== Trecho da página ==

Duas confusões são comuns ao se tratar de sextechs. Uma, não se trata de pornografia. Outra, não espere objetos futuristas. Está mais para um modelo de comercialização de produtos e serviços, antes vendidos em lojas físicas e que migraram para o universo digital. De acordo com o Statista, o mercado deve fechar este ano movimentando globalmente US$ 33 bilhões e chegar a US$ 35 bilhões no ano que vem. Embora os dados do setor sejam pulverizados, a Abeme mensura que, com o confinamento, o mercado brasileiro expandiu 12% e movimentou R$ 2 bilhões só em transações on-line no último ano.

Depois desse período, está difícil ignorar os anseios de um público que está reaprendendo a gozar — em todos os sentidos. Por aqui, foi dada a largada no varejo com nomes de peso como Amaro, Grupo Boticário, Magazine Luiza e Renner, que inaugurou neste mês a categoria de bem-estar sexual no marketplace. “O principal desafio das sextechs hoje é o assédio das propostas para compra”, afirmou Flavia Mello, investidora-anjo da Feel. Na Pantynova, startup de produtos eróticos, as empresárias Izabela Starling e Heloisa Etelvina confirmam o crescente interesse no negócio. “Fomos abordadas por empresas interessadas em aquisição e, no último ano, recebemos várias propostas de parceria”, disse Heloisa.

CUSTO DO PRAZER Tíquete médio da Pantynova saltou de R$ 180 para R$ 307 com consumidormais disposto a experimentar novos produtos. Alta do dólar ameaça os preços, que devem subir 20%. (Crédito:Claudio Gatti )

Embora as investidas ainda não tenham resultado em acordo de aquisição, as sextechs devem seguir sob os holofotes dos gigantes. Poucos investidores tinham se aventurado no setor — ainda cercado de tabus — até agora. Segundo Marina, da Feel, “as grandes empresas estão fundamentadas num olhar masculino para o mercado, espaço em que a sexualidade feminina não era pauta de negócio”. E o que alterou o cenário? Além de cifras mais vultosas, para a investidora Flavia Mello, a renovação no perfil das lideranças mudou a cara do segmento e permitiu atrair um público antes negligenciado.

No caso da Pantynova, que vinha crescendo 180% ao ano desde 2018, com a pandemia o faturamento deu um salto de seis vezes em doze meses. O tíquete médio foi de R$ 180 em dezembro passado para os atuais R$ 307. “Conseguimos crescer 70% neste ano e devemos expandir 50% em 2022”, afirmou Izabela, uma das fundadoras da startup. Ela reitera a projeção otimista mesmo diante da crise econômica e do desabastecimento da cadeia graças à diversificação de público, maior sortimento e à entrada dos produtos nos grandes marketplaces. O impacto nos preços, por outro lado, é inevitável. “Tínhamos segurado os repasses porque a alta dos custos se equilibrou com o aumento dos pedidos.” Mas, no próximo ano, os preços devem subir 20% por causa da disparada do dólar. E também pelo básico: procura aquecida, preço em alta.

===
== Dados registrados ==

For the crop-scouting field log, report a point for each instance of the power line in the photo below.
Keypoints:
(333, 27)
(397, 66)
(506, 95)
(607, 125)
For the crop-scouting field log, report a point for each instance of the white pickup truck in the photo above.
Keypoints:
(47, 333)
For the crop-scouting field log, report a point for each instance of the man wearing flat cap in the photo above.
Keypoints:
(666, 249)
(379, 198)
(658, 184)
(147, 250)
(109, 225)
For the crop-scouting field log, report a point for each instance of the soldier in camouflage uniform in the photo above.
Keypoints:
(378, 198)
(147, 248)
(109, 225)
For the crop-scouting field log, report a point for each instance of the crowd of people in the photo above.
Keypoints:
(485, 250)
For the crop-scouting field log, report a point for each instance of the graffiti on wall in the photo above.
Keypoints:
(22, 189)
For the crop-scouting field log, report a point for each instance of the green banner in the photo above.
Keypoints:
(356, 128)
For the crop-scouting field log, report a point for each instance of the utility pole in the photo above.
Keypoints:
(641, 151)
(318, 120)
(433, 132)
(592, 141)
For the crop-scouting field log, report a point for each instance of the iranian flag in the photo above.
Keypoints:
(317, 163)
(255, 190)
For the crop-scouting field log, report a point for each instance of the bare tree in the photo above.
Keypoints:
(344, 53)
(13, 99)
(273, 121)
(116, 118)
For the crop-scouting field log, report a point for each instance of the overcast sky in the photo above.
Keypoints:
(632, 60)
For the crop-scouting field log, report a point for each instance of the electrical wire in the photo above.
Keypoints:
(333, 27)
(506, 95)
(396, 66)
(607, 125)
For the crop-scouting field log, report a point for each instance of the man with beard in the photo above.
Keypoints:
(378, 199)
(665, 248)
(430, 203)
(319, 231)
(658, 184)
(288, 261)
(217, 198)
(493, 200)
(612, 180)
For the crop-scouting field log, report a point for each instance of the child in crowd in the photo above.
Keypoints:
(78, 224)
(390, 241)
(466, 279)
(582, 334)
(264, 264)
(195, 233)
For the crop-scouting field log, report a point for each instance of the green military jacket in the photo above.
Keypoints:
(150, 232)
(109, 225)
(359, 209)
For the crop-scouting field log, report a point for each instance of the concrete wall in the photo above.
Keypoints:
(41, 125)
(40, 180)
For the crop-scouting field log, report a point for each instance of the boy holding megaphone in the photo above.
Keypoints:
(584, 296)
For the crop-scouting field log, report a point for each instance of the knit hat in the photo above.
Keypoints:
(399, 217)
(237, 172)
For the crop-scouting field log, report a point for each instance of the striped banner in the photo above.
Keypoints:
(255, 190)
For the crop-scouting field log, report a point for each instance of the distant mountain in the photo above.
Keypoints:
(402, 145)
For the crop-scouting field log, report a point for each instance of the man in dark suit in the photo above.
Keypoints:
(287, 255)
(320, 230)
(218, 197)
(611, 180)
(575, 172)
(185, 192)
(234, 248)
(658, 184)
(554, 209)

===

## Descrição da tarefa
Escreva o que vem depois da última frase do texto sobre o mercado de sextechs, continuando o assunto.

## Resposta da tarefa
PARA FURAR A BOLHA O digital concentra 90% das transações de produtos de bem-estar sexual, segundo levantamento do setor, mas ainda há um público estratégico no off-line. É difícil para as marcas estourarem as bolhas das plataformas porque estão limitadas pelas políticas do Google e de redes sociais como Twitter e Instagram, que restringem anúncios de produtos para o público adulto. As barreiras para o posicionamento das sextechs no on-line foram em parte compensadas pela consolidação orgânica desse universo, o que permitiu cativar consumidores e fazer a ponte com o e-commerce.

Também por isso, apesar de celebradas, as parcerias nos marketplaces se tornam desafiadoras. Além da redução da margem de lucro, significam perda de tráfego num momento crucial para as marcas. No caso da Feel, esses motivos foram suficientes para não se associar ao Magazine Luiza neste momento. “Nossa estratégia será seguir para o varejo físico no médio prazo”, disse a fundadora Marina Ratton. As empresárias ouvidas pela DINHEIRO entendem que a próxima fronteira do segmento está no comércio físico, seguindo os passos de outros mercados, como nos EUA, onde os produtos já chegaram às prateleiras da Target e do Walmart, e em países da Europa, onde já se encontra vibradores na Sephora e nos mercados. A Pantynova negocia com a Renner a entrada da sua linha cosmética, cujo tíquete médio é R$ 40. “A iniciativa é testar a recepção no on-line primeiro para depois seguir para o off-line”, afirmou Izabela Starling.